- [DATA SHOWN]:
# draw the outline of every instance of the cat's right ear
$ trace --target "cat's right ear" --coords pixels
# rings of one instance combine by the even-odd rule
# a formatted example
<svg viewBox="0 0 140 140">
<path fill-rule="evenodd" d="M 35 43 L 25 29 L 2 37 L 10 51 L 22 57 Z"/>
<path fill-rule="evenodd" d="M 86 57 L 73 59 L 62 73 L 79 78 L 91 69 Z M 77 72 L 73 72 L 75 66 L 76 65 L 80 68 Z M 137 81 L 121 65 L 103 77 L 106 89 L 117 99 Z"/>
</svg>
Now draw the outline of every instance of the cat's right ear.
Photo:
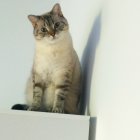
<svg viewBox="0 0 140 140">
<path fill-rule="evenodd" d="M 35 27 L 36 22 L 39 20 L 39 16 L 29 15 L 28 19 L 31 21 L 32 25 Z"/>
</svg>

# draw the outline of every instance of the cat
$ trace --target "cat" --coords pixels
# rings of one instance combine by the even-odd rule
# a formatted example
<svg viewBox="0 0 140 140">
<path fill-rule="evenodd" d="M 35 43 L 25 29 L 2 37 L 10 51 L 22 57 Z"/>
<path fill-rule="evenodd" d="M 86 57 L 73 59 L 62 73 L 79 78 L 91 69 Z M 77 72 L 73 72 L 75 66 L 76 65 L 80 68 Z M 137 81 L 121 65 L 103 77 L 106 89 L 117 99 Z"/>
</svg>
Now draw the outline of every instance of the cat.
<svg viewBox="0 0 140 140">
<path fill-rule="evenodd" d="M 79 114 L 81 66 L 60 5 L 28 19 L 36 48 L 26 88 L 27 105 L 12 109 Z"/>
</svg>

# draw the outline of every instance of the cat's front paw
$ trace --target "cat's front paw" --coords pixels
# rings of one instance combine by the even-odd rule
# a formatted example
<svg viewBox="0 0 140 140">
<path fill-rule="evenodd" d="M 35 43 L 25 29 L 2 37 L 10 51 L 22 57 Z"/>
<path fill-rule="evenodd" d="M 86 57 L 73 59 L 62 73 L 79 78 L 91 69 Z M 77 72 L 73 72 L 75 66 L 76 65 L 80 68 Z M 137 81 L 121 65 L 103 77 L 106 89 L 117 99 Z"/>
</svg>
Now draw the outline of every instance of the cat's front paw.
<svg viewBox="0 0 140 140">
<path fill-rule="evenodd" d="M 60 107 L 54 107 L 52 109 L 52 112 L 54 112 L 54 113 L 64 113 L 64 109 L 60 108 Z"/>
<path fill-rule="evenodd" d="M 40 111 L 40 107 L 37 107 L 37 106 L 30 106 L 28 108 L 28 111 Z"/>
</svg>

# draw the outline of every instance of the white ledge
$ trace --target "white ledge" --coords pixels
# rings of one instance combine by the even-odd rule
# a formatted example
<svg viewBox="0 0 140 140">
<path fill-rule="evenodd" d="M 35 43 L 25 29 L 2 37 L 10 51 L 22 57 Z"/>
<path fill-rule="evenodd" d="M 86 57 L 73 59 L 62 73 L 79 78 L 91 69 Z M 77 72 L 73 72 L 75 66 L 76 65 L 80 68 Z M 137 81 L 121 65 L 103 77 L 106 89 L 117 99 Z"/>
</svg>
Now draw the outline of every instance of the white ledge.
<svg viewBox="0 0 140 140">
<path fill-rule="evenodd" d="M 88 140 L 89 116 L 0 111 L 0 140 Z"/>
</svg>

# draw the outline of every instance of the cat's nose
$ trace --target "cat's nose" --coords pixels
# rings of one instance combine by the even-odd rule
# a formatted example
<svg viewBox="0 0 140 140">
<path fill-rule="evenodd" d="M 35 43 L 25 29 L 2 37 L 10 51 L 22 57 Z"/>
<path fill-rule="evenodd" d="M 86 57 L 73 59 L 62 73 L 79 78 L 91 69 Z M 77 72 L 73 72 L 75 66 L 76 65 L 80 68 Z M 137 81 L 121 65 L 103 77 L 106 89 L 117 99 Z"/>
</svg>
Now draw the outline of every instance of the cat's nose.
<svg viewBox="0 0 140 140">
<path fill-rule="evenodd" d="M 54 37 L 55 36 L 55 31 L 51 30 L 51 31 L 49 31 L 49 34 Z"/>
</svg>

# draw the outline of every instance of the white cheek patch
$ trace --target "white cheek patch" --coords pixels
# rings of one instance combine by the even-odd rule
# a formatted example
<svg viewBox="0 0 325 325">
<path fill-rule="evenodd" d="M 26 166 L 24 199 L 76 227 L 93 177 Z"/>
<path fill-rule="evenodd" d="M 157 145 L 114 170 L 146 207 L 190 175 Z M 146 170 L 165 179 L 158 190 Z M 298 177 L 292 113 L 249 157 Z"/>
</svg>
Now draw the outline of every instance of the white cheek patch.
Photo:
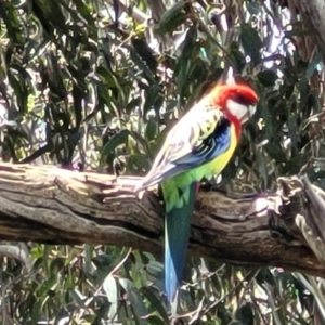
<svg viewBox="0 0 325 325">
<path fill-rule="evenodd" d="M 247 120 L 251 115 L 255 114 L 256 110 L 255 105 L 247 106 L 233 100 L 226 101 L 226 108 L 233 116 L 237 117 L 242 121 Z"/>
</svg>

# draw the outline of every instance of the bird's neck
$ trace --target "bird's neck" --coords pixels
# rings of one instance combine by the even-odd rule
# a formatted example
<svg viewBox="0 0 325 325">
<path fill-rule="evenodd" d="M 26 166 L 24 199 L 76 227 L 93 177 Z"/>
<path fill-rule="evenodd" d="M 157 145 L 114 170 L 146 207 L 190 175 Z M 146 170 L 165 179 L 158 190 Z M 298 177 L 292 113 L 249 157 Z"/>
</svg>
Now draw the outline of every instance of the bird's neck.
<svg viewBox="0 0 325 325">
<path fill-rule="evenodd" d="M 239 141 L 240 135 L 242 135 L 242 123 L 240 123 L 240 121 L 230 113 L 226 114 L 226 117 L 230 120 L 230 122 L 234 126 L 236 136 L 237 136 L 237 141 Z"/>
</svg>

- [TO DO]: Write out the full set of lines verbatim, without the pictures.

- [SOLVED PROBLEM]:
# draw the outline of every instance of the cat's right ear
$ trace --target "cat's right ear" --coords pixels
# rings of one instance combine by the even-odd rule
# a formatted example
<svg viewBox="0 0 140 140">
<path fill-rule="evenodd" d="M 35 43 L 25 29 L 2 37 L 10 51 L 22 57 Z"/>
<path fill-rule="evenodd" d="M 86 57 L 73 59 L 62 73 L 79 78 L 91 69 Z M 77 72 L 73 72 L 75 66 L 76 65 L 80 68 Z M 137 81 L 121 65 L 103 77 L 106 89 L 117 99 Z"/>
</svg>
Now draw the outline of every instance of the cat's right ear.
Photo:
<svg viewBox="0 0 140 140">
<path fill-rule="evenodd" d="M 35 27 L 36 22 L 39 20 L 39 16 L 29 15 L 28 19 L 31 21 L 32 25 Z"/>
</svg>

# draw the outline of every instance of the cat
$ trace --target "cat" --coords pixels
# rings of one instance combine by the even-odd rule
# a formatted example
<svg viewBox="0 0 140 140">
<path fill-rule="evenodd" d="M 35 43 L 25 29 L 2 37 L 10 51 L 22 57 Z"/>
<path fill-rule="evenodd" d="M 86 57 L 73 59 L 62 73 L 79 78 L 91 69 Z M 77 72 L 73 72 L 75 66 L 76 65 L 80 68 Z M 137 81 L 121 65 L 103 77 L 106 89 L 117 99 Z"/>
</svg>
Now draw the outline of every instance of the cat.
<svg viewBox="0 0 140 140">
<path fill-rule="evenodd" d="M 79 114 L 81 66 L 60 5 L 28 19 L 36 48 L 26 88 L 27 105 L 12 109 Z"/>
</svg>

# draw the outline of every instance of the cat's front paw
$ trace --target "cat's front paw" --coords pixels
# rings of one instance combine by the even-odd rule
# a formatted example
<svg viewBox="0 0 140 140">
<path fill-rule="evenodd" d="M 35 43 L 25 29 L 2 37 L 10 51 L 22 57 Z"/>
<path fill-rule="evenodd" d="M 86 57 L 73 59 L 62 73 L 79 78 L 91 69 Z M 77 72 L 73 72 L 75 66 L 76 65 L 80 68 Z M 137 81 L 121 65 L 103 77 L 106 89 L 117 99 Z"/>
</svg>
Now draw the outline of every instance of the cat's front paw.
<svg viewBox="0 0 140 140">
<path fill-rule="evenodd" d="M 60 107 L 54 107 L 52 109 L 52 112 L 54 112 L 54 113 L 64 113 L 64 109 L 60 108 Z"/>
<path fill-rule="evenodd" d="M 40 111 L 40 107 L 37 107 L 37 106 L 30 106 L 28 108 L 28 111 Z"/>
</svg>

# draw the outline of every instance of the white ledge
$ trace --target "white ledge" --coords pixels
# rings of one instance combine by the even-odd rule
# a formatted example
<svg viewBox="0 0 140 140">
<path fill-rule="evenodd" d="M 35 43 L 25 29 L 2 37 L 10 51 L 22 57 Z"/>
<path fill-rule="evenodd" d="M 86 57 L 73 59 L 62 73 L 79 78 L 91 69 Z M 77 72 L 73 72 L 75 66 L 76 65 L 80 68 Z M 137 81 L 121 65 L 103 77 L 106 89 L 117 99 Z"/>
</svg>
Now draw the outline of every instance of the white ledge.
<svg viewBox="0 0 140 140">
<path fill-rule="evenodd" d="M 88 140 L 89 116 L 0 111 L 0 140 Z"/>
</svg>

# draw the outline of every instance of the cat's nose
$ trace --target "cat's nose" --coords pixels
# rings of one instance combine by the even-odd rule
# a formatted example
<svg viewBox="0 0 140 140">
<path fill-rule="evenodd" d="M 35 43 L 25 29 L 2 37 L 10 51 L 22 57 Z"/>
<path fill-rule="evenodd" d="M 86 57 L 73 59 L 62 73 L 79 78 L 91 69 Z M 77 72 L 73 72 L 75 66 L 76 65 L 80 68 Z M 137 81 L 121 65 L 103 77 L 106 89 L 117 99 Z"/>
</svg>
Now draw the outline of every instance of the cat's nose.
<svg viewBox="0 0 140 140">
<path fill-rule="evenodd" d="M 54 37 L 55 36 L 55 31 L 51 30 L 51 31 L 49 31 L 49 34 Z"/>
</svg>

# draw the outline of every instance of the white cheek patch
$ trace --target "white cheek patch" --coords pixels
# rings of one instance combine by the even-odd rule
# a formatted example
<svg viewBox="0 0 325 325">
<path fill-rule="evenodd" d="M 26 166 L 24 199 L 76 227 L 93 177 Z"/>
<path fill-rule="evenodd" d="M 157 145 L 114 170 L 146 207 L 190 175 Z M 146 170 L 165 179 L 158 190 Z M 298 177 L 292 113 L 249 157 Z"/>
</svg>
Now draw the outline of every instance of the white cheek patch.
Photo:
<svg viewBox="0 0 325 325">
<path fill-rule="evenodd" d="M 247 120 L 251 115 L 255 114 L 256 110 L 255 105 L 247 106 L 233 100 L 226 101 L 226 108 L 233 116 L 237 117 L 242 121 Z"/>
</svg>

# draw the outline of every instance of the bird's neck
$ trace --target "bird's neck" --coords pixels
# rings of one instance combine by the even-odd rule
# a formatted example
<svg viewBox="0 0 325 325">
<path fill-rule="evenodd" d="M 26 166 L 24 199 L 76 227 L 93 177 Z"/>
<path fill-rule="evenodd" d="M 157 145 L 114 170 L 146 207 L 190 175 Z M 146 170 L 165 179 L 158 190 Z M 298 177 L 292 113 L 249 157 Z"/>
</svg>
Now draw the outline of every instance of the bird's neck.
<svg viewBox="0 0 325 325">
<path fill-rule="evenodd" d="M 239 141 L 240 135 L 242 135 L 242 123 L 240 123 L 240 121 L 230 113 L 226 114 L 226 117 L 230 120 L 230 122 L 234 126 L 236 136 L 237 136 L 237 141 Z"/>
</svg>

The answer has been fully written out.